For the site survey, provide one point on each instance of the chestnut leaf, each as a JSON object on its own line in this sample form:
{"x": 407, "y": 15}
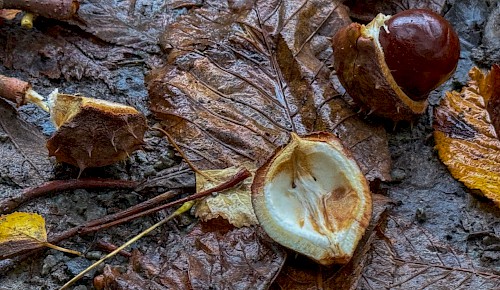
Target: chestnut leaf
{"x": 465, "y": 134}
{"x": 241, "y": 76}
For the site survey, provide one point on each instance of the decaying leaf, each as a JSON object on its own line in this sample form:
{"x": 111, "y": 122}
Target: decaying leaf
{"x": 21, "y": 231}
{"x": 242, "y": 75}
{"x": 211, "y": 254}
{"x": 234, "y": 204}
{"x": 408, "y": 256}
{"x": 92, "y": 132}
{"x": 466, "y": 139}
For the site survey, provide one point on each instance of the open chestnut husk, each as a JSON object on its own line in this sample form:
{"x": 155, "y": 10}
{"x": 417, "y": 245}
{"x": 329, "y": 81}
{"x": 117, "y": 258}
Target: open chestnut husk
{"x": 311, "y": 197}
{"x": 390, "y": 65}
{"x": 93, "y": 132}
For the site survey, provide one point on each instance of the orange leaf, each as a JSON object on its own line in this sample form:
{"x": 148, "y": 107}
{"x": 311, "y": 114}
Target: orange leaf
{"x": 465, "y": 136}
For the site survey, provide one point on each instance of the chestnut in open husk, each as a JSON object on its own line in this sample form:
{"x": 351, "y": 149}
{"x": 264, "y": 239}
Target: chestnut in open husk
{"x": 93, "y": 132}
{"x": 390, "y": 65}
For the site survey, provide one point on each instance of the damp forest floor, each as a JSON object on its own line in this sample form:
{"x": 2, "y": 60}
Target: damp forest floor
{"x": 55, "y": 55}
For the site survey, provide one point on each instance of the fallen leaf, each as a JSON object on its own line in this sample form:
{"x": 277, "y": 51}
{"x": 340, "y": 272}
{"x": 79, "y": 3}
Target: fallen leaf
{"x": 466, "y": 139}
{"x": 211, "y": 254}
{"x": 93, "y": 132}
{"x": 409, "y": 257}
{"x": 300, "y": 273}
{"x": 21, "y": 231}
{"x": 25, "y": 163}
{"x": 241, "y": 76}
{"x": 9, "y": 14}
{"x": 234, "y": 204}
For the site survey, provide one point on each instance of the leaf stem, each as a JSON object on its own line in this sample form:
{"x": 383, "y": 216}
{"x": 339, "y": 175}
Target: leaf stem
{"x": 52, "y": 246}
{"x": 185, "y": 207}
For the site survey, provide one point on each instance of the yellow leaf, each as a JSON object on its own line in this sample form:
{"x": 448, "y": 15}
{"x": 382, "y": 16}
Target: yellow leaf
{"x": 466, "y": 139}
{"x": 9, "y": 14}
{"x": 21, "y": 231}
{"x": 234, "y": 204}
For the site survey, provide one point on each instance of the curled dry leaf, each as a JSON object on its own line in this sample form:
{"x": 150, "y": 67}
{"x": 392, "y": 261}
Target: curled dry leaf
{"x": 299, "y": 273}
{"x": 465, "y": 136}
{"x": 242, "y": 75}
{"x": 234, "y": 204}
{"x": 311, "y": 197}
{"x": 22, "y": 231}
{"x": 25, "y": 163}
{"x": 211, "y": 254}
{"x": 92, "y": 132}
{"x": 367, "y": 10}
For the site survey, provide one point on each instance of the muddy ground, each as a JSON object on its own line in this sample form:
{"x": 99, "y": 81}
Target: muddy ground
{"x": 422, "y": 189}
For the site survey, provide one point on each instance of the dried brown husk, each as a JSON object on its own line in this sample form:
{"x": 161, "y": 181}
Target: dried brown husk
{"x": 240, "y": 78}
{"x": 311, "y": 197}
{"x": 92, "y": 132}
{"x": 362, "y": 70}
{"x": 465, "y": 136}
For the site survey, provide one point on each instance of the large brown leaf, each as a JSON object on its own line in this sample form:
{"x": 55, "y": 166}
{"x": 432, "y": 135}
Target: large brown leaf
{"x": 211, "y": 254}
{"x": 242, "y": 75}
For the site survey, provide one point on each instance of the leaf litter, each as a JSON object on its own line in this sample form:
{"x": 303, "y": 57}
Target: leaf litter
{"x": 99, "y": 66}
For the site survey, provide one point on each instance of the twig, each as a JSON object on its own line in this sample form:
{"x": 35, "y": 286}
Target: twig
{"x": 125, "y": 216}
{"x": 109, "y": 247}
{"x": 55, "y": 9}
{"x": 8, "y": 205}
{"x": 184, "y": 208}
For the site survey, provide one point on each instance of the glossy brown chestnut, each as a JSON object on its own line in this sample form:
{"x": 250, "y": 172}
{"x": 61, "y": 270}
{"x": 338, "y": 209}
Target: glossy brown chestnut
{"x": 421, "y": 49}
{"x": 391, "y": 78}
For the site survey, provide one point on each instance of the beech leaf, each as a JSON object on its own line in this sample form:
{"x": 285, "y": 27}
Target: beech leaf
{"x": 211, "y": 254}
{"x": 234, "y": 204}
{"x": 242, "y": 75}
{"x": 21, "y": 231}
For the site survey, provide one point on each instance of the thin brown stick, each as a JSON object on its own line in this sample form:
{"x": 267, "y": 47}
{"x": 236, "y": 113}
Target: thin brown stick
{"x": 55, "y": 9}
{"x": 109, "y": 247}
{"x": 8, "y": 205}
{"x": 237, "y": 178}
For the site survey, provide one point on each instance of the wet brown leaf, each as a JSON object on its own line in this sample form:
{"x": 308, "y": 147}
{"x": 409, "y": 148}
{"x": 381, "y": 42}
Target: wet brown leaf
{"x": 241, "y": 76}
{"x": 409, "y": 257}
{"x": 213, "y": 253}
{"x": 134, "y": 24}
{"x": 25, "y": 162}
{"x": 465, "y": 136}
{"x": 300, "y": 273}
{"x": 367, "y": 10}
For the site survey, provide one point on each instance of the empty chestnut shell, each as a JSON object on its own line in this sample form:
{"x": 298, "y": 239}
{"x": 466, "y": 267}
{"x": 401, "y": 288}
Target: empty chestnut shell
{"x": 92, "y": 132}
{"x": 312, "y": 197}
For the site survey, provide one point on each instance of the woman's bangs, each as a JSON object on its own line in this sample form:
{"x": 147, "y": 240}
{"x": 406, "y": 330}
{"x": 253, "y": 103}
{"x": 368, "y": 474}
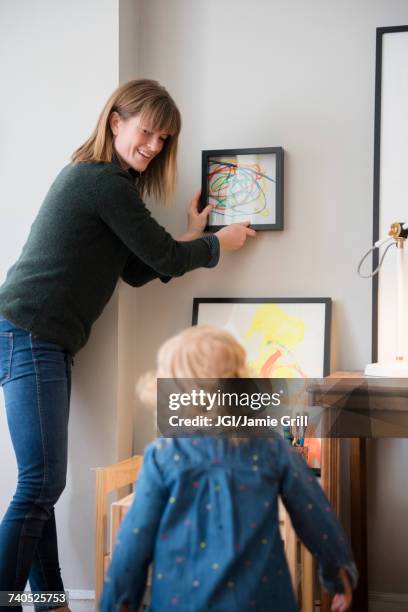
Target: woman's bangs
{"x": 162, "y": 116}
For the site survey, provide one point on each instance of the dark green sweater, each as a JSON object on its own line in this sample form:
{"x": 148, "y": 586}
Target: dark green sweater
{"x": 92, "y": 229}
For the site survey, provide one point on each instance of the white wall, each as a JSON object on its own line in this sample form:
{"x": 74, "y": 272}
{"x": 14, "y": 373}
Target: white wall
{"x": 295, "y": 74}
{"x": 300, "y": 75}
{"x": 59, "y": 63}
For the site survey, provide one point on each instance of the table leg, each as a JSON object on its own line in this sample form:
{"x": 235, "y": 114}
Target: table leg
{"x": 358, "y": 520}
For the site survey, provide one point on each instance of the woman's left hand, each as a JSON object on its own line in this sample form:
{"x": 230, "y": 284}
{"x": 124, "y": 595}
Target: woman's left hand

▶ _What the exercise asks_: Transcribe the listing above verbatim. Omit the pictures.

▶ _Correct output_:
For the site survey, provide one point on each instance of the chestnut leaf, each as a JSON object on its own line in this sample form:
{"x": 407, "y": 15}
Target: chestnut leaf
{"x": 465, "y": 134}
{"x": 241, "y": 76}
For the site survey, provide one point on each instance of the decaying leaf, each as a JSON object on its own line in this sample form:
{"x": 111, "y": 122}
Target: decaying leaf
{"x": 21, "y": 231}
{"x": 242, "y": 75}
{"x": 211, "y": 254}
{"x": 234, "y": 204}
{"x": 408, "y": 256}
{"x": 92, "y": 132}
{"x": 466, "y": 139}
For the site survey, provide one point on each instance of the open chestnut husk, each as a JSON object on its own line in this sample form:
{"x": 155, "y": 10}
{"x": 417, "y": 245}
{"x": 329, "y": 81}
{"x": 117, "y": 258}
Target: open chestnut husk
{"x": 311, "y": 197}
{"x": 390, "y": 65}
{"x": 93, "y": 132}
For the site survey, provide one point on each instance of the orange leaf, each as a JSON object on its own line in this sample form:
{"x": 148, "y": 107}
{"x": 311, "y": 114}
Target: orange leaf
{"x": 465, "y": 136}
For the site survey, provide one point on each instance of the chestnut in open husk, each as a JSON object on its own line in this sample form:
{"x": 351, "y": 149}
{"x": 264, "y": 239}
Target: chestnut in open husk
{"x": 93, "y": 132}
{"x": 390, "y": 65}
For the site survey, provide one point on each instance of the damp forest floor, each as a JSON object on its own line in this sample form:
{"x": 2, "y": 60}
Target: damp forest floor
{"x": 55, "y": 55}
For the site survey, provide one point on each instance of the fallen leaf, each as a JSON object on its own line in this sample form:
{"x": 277, "y": 51}
{"x": 340, "y": 272}
{"x": 79, "y": 3}
Target: fallen leaf
{"x": 466, "y": 139}
{"x": 211, "y": 254}
{"x": 93, "y": 132}
{"x": 409, "y": 257}
{"x": 300, "y": 273}
{"x": 21, "y": 231}
{"x": 25, "y": 163}
{"x": 241, "y": 76}
{"x": 9, "y": 14}
{"x": 234, "y": 204}
For the site survey, provide one point on each instance of the leaf stem, each as a JSON object on its own line in this sample form:
{"x": 383, "y": 216}
{"x": 339, "y": 175}
Target: leaf stem
{"x": 52, "y": 246}
{"x": 185, "y": 207}
For the site survey, provide one point on each instance of the yellow leaf, each as a JSON object on its own line in this sample form:
{"x": 448, "y": 15}
{"x": 382, "y": 16}
Target: yellow leaf
{"x": 466, "y": 139}
{"x": 9, "y": 14}
{"x": 21, "y": 231}
{"x": 234, "y": 204}
For the site survey, provide one point on each instance of the curled dry leaf, each as a JSON object on its own line in this sample form:
{"x": 150, "y": 67}
{"x": 392, "y": 261}
Target: curled dry leaf
{"x": 299, "y": 273}
{"x": 465, "y": 136}
{"x": 242, "y": 75}
{"x": 234, "y": 204}
{"x": 311, "y": 197}
{"x": 22, "y": 231}
{"x": 25, "y": 163}
{"x": 211, "y": 254}
{"x": 92, "y": 132}
{"x": 367, "y": 10}
For the site survey, provide one point on each instance of the muddy ground, each as a JSON object on its own line in this sample form:
{"x": 99, "y": 81}
Target: muddy ground
{"x": 422, "y": 189}
For the site survey, provide one point on each instance of the dried brown husk, each as a JSON object on its own line in this sample form:
{"x": 161, "y": 181}
Target: dried brown husk
{"x": 240, "y": 78}
{"x": 311, "y": 197}
{"x": 92, "y": 132}
{"x": 362, "y": 70}
{"x": 465, "y": 136}
For the site survey, provide one point on each instance of the large brown leaf, each as a JSON object on its own line in this sample form:
{"x": 55, "y": 166}
{"x": 432, "y": 135}
Target: large brown leaf
{"x": 211, "y": 254}
{"x": 242, "y": 75}
For the site survey, provide one point on each instance of the leaf litter, each as a JSON object on its own line in this sample form:
{"x": 303, "y": 57}
Target: leaf litter
{"x": 99, "y": 66}
For the site survey, provide one point on each instance of the twig, each as a JSON object on its own line in this sample form:
{"x": 35, "y": 286}
Target: twig
{"x": 125, "y": 216}
{"x": 109, "y": 247}
{"x": 55, "y": 9}
{"x": 8, "y": 205}
{"x": 184, "y": 208}
For the site survey, provide one point on each instance of the glossy brown chestnut, each as a JSON object on its own line in this sample form:
{"x": 250, "y": 172}
{"x": 61, "y": 270}
{"x": 338, "y": 209}
Target: glossy brown chestnut
{"x": 421, "y": 49}
{"x": 391, "y": 78}
For the site survey, provide one point on each instance of the beech leaf, each as a JSON object on its own line in this sample form:
{"x": 285, "y": 27}
Target: beech leaf
{"x": 211, "y": 254}
{"x": 234, "y": 204}
{"x": 242, "y": 75}
{"x": 21, "y": 231}
For the site survey, provide one point on each instance of the thin brown stick, each as a JSON object on its own line in this sample form:
{"x": 267, "y": 47}
{"x": 236, "y": 113}
Target: thin brown stick
{"x": 55, "y": 9}
{"x": 109, "y": 247}
{"x": 8, "y": 205}
{"x": 237, "y": 178}
For the site survey, provide one point on each instance of the wet brown leaf, each as a JSON object on its own line in this sample form:
{"x": 308, "y": 147}
{"x": 409, "y": 148}
{"x": 381, "y": 42}
Target: wet brown leaf
{"x": 241, "y": 76}
{"x": 409, "y": 257}
{"x": 213, "y": 253}
{"x": 134, "y": 24}
{"x": 25, "y": 162}
{"x": 465, "y": 136}
{"x": 300, "y": 273}
{"x": 367, "y": 10}
For the site survey, provide one point on each instance of the empty chestnut shell, each as a JSON object on its own line in this sample form:
{"x": 298, "y": 239}
{"x": 466, "y": 267}
{"x": 401, "y": 288}
Target: empty chestnut shell
{"x": 92, "y": 132}
{"x": 312, "y": 197}
For the site survey, provide one point on each instance of the woman's bangs, each as a JSON object on its own line in this sample form:
{"x": 147, "y": 240}
{"x": 406, "y": 330}
{"x": 253, "y": 103}
{"x": 368, "y": 474}
Target: woman's bangs
{"x": 162, "y": 116}
For the site survey, provide one point on each instance of the dark green sweater, each as a JSON object on its own line in this sample form:
{"x": 148, "y": 586}
Target: dark green sweater
{"x": 92, "y": 229}
For the site survey, provide one point on each instance of the white wall, each as a JSON object on its own line in this sample form:
{"x": 74, "y": 272}
{"x": 14, "y": 373}
Target: white wall
{"x": 295, "y": 74}
{"x": 300, "y": 75}
{"x": 59, "y": 63}
For the site survey, provide one point on each instance of the table leg, each as a JSON object on its own line in this sample form:
{"x": 235, "y": 114}
Target: table leg
{"x": 358, "y": 520}
For the site survey, provide one point on each instance of the woman's left hand, each as a JSON object on its own line in this sample form:
{"x": 230, "y": 284}
{"x": 124, "y": 595}
Target: woman's left hand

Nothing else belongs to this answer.